# AIM
Rewrite the passage of the forum post below between "Fri Mar 15, 2019" and "an wider issue.", inclusive, swapping every "flaps" for "slats".

# DOCUMENT SECTION
------------------------

Fri Mar 15, 2019 12:27 pm

mandala499 wrote:
Jetty wrote:
It shouldn’t go into effect until flaps are retracted. That doesn’t mean it doesn’t go into effect until flaps are retracted. From the Lion Air crash we know it has gone into effect when it shouldn’t before and there’s no way of knowing if this is isolated to one specific set of circumstances or an wider issue.

What I fear is that there is unreliable airspeed from the take off roll, and they were shocked to see stick shaker on from the take off roll, and decided to shallow out the climb to "get out of it"... only to not see it not disappear.... with the increasing speed and confusion with the stick shaker and the unreliable airspeed then comes the next question... did they pull up the flaps at 800' AGL?

------------------------

# DATA EXCERPTS
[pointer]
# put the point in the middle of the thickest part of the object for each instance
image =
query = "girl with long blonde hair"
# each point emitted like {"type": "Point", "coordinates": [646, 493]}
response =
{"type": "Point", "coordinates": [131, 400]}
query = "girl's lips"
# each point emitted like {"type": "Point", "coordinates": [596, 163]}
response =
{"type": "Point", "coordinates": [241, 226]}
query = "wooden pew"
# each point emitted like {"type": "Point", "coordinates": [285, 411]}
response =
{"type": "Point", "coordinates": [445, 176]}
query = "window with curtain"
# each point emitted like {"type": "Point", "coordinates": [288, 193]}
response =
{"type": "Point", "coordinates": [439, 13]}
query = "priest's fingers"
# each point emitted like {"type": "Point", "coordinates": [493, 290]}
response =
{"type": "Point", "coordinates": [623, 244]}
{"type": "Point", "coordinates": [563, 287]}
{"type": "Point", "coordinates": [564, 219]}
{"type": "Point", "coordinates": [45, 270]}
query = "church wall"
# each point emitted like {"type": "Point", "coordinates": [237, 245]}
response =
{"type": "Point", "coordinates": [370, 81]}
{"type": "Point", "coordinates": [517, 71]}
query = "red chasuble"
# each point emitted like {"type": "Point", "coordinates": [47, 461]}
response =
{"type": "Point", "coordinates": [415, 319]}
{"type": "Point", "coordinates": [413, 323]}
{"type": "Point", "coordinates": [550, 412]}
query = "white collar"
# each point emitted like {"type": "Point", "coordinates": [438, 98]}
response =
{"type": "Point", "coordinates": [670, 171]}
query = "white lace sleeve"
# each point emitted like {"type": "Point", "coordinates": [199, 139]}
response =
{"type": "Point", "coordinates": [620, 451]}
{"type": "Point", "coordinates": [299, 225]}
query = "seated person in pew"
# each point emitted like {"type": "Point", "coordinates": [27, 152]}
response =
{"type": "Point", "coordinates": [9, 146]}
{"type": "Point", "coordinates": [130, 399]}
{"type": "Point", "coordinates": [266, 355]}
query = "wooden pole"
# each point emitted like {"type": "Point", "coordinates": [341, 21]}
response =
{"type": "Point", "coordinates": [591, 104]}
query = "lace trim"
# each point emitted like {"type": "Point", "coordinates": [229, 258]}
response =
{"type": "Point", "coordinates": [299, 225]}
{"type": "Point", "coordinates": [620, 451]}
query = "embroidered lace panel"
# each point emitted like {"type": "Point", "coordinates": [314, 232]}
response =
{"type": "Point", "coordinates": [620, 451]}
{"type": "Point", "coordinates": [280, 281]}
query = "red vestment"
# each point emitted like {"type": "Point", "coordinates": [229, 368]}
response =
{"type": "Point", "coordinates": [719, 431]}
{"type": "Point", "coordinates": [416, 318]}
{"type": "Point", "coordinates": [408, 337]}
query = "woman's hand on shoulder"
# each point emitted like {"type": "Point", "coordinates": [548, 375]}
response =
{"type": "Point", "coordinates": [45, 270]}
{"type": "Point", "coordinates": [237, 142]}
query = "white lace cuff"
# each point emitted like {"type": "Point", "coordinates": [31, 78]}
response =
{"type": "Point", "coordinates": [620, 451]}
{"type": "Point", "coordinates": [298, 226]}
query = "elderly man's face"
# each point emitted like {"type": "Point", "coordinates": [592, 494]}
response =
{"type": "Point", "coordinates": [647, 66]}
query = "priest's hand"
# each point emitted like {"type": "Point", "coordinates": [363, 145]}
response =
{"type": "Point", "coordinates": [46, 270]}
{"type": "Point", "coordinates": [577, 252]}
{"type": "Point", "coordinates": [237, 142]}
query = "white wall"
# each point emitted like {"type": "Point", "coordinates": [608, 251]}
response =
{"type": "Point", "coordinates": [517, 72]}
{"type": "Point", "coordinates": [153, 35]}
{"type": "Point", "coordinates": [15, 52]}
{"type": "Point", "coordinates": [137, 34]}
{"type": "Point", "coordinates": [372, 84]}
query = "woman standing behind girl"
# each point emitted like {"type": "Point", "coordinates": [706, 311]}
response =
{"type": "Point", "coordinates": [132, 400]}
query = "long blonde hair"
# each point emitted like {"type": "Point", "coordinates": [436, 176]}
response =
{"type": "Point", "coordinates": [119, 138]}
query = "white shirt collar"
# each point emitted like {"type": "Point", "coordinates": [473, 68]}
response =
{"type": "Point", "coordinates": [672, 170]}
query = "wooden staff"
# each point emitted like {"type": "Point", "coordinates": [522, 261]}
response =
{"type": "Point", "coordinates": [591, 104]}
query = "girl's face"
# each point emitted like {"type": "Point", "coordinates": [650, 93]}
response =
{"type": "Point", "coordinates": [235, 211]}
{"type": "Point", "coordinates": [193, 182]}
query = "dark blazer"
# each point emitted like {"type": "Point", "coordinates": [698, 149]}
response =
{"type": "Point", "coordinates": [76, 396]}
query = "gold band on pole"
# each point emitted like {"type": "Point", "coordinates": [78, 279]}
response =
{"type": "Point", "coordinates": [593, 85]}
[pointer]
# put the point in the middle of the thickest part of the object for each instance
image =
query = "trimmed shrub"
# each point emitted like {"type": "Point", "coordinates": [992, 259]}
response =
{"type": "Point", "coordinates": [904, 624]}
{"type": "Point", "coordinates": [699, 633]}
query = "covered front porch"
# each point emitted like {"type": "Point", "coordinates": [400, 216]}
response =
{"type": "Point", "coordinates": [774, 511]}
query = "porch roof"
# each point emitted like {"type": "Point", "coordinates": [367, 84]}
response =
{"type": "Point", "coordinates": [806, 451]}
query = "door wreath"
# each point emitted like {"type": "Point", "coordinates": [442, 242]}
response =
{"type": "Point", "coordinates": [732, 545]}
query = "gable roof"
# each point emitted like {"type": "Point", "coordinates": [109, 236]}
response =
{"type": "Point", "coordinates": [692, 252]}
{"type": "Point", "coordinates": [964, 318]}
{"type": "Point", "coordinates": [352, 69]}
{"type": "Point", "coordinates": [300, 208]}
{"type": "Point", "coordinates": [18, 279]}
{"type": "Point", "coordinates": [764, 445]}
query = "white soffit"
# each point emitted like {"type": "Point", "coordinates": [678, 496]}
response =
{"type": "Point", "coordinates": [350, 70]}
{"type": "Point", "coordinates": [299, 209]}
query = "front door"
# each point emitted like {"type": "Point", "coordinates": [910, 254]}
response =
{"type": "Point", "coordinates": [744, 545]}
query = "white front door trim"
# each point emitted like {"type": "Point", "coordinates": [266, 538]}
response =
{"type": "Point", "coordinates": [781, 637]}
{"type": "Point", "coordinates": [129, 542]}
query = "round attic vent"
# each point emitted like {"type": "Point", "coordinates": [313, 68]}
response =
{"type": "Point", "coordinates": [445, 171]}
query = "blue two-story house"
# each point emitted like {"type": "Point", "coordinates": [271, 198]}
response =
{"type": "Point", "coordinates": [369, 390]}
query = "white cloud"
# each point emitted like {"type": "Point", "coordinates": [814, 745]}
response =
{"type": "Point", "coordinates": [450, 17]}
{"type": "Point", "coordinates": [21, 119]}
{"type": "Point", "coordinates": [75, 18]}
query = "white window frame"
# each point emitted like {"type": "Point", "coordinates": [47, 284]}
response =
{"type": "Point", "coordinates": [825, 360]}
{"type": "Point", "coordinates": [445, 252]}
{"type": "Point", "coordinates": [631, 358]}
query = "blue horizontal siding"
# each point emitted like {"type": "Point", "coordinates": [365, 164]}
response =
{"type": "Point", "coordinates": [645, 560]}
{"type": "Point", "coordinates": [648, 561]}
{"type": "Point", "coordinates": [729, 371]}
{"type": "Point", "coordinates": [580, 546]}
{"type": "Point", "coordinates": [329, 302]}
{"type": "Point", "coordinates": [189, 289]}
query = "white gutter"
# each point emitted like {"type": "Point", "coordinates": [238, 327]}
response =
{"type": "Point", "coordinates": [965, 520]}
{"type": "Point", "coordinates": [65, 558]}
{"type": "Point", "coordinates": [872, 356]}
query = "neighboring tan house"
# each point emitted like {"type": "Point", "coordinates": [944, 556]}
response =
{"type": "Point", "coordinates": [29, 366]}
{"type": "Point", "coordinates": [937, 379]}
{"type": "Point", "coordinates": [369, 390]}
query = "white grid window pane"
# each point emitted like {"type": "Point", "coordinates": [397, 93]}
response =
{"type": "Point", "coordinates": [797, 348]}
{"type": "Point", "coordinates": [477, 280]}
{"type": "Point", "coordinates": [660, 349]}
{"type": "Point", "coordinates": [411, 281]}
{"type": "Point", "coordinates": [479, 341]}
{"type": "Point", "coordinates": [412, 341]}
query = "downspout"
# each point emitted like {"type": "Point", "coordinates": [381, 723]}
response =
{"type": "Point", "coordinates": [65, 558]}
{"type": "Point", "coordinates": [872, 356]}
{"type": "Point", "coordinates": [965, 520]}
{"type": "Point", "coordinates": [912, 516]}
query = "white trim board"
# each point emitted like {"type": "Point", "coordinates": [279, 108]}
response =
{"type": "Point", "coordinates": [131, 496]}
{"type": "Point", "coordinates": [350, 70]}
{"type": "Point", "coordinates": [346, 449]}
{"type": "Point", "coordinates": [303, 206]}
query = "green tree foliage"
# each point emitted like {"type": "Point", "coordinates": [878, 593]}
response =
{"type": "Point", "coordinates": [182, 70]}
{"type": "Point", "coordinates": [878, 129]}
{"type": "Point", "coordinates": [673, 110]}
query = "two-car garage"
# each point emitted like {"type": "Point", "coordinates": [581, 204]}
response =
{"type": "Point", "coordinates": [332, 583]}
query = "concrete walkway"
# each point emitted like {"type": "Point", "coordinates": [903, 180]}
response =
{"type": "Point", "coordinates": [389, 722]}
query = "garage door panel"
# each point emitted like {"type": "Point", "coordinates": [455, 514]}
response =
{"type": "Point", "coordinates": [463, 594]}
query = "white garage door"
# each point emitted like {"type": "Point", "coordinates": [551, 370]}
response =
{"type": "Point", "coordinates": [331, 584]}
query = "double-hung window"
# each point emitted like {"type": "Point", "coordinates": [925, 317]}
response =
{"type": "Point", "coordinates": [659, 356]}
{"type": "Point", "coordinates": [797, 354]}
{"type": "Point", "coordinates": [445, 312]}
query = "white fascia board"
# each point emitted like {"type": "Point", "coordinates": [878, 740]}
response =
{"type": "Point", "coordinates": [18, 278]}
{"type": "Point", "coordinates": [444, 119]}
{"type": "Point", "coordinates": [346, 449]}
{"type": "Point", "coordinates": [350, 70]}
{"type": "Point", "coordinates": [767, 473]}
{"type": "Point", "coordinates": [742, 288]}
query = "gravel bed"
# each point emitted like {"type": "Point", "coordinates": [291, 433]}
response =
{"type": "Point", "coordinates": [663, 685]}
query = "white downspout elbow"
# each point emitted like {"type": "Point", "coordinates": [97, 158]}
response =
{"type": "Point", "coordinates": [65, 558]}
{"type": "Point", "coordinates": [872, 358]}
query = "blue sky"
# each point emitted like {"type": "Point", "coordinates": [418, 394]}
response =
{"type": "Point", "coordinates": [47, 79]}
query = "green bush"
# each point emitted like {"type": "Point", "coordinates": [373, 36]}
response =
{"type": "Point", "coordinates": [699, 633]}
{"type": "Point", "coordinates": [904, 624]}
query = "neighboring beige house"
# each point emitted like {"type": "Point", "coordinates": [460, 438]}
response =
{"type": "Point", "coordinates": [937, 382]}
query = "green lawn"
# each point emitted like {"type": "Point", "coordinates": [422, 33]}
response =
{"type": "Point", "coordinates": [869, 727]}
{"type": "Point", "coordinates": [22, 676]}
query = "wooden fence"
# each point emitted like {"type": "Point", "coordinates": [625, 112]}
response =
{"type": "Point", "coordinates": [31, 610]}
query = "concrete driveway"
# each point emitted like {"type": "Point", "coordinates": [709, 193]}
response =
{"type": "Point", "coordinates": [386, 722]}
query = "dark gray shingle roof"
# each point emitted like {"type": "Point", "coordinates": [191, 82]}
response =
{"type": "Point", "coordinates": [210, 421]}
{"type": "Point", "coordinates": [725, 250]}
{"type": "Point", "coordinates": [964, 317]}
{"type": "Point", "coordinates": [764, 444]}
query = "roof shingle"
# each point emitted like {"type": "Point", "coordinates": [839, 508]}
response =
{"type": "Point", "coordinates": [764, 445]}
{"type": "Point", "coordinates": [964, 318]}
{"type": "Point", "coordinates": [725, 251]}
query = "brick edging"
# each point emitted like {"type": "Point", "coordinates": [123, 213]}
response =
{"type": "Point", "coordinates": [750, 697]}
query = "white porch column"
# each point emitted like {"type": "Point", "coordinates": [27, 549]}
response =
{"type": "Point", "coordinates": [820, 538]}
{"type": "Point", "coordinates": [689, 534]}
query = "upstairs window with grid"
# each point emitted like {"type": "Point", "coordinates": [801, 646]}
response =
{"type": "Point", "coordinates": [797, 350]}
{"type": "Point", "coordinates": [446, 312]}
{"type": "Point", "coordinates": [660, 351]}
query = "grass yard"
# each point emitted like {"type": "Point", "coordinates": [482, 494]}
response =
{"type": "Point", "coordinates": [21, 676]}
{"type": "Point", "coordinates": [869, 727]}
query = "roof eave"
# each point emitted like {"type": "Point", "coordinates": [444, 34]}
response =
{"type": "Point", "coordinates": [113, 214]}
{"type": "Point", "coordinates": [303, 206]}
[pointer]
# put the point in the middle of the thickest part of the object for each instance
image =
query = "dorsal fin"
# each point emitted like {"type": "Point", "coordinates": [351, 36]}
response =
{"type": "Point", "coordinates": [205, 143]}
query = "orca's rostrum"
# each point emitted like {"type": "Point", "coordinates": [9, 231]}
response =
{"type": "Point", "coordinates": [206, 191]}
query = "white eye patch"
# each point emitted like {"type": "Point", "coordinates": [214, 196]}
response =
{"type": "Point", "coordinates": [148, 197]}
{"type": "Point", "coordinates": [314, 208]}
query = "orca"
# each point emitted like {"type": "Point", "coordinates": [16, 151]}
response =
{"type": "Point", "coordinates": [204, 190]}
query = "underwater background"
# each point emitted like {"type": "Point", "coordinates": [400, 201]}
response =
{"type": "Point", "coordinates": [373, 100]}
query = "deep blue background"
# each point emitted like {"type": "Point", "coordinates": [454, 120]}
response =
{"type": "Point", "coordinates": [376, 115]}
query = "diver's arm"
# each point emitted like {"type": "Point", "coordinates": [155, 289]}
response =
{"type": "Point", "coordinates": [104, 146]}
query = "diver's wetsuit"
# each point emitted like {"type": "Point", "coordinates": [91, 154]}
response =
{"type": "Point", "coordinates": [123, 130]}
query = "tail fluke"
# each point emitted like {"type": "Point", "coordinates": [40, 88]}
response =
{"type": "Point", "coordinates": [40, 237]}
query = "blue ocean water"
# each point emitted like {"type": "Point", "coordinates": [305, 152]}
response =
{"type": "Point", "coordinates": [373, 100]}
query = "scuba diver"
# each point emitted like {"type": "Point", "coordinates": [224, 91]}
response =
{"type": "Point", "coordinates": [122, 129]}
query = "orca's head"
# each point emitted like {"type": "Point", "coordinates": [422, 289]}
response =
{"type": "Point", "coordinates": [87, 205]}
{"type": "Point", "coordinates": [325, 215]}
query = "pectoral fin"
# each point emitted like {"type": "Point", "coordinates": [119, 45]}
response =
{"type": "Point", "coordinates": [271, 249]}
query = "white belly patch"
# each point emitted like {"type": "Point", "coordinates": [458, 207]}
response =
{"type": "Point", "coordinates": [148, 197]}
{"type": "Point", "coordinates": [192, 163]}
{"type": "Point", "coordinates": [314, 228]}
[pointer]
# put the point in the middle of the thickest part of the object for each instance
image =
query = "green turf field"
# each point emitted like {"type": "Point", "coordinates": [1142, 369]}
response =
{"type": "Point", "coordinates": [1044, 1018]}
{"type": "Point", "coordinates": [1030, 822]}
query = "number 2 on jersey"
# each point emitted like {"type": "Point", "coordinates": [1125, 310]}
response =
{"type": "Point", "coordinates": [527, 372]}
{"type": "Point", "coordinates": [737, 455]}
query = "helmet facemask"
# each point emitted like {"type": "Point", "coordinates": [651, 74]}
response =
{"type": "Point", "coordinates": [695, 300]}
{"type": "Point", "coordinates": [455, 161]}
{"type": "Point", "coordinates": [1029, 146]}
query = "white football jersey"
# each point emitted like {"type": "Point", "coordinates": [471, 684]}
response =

------------------------

# SOLUTION TO THIS TASK
Fri Mar 15, 2019 12:27 pm

mandala499 wrote:
Jetty wrote:
It shouldn’t go into effect until slats are retracted. That doesn’t mean it doesn’t go into effect until slats are retracted. From the Lion Air crash we know it has gone into effect when it shouldn’t before and there’s no way of knowing if this is isolated to one specific set of circumstances or an wider issue.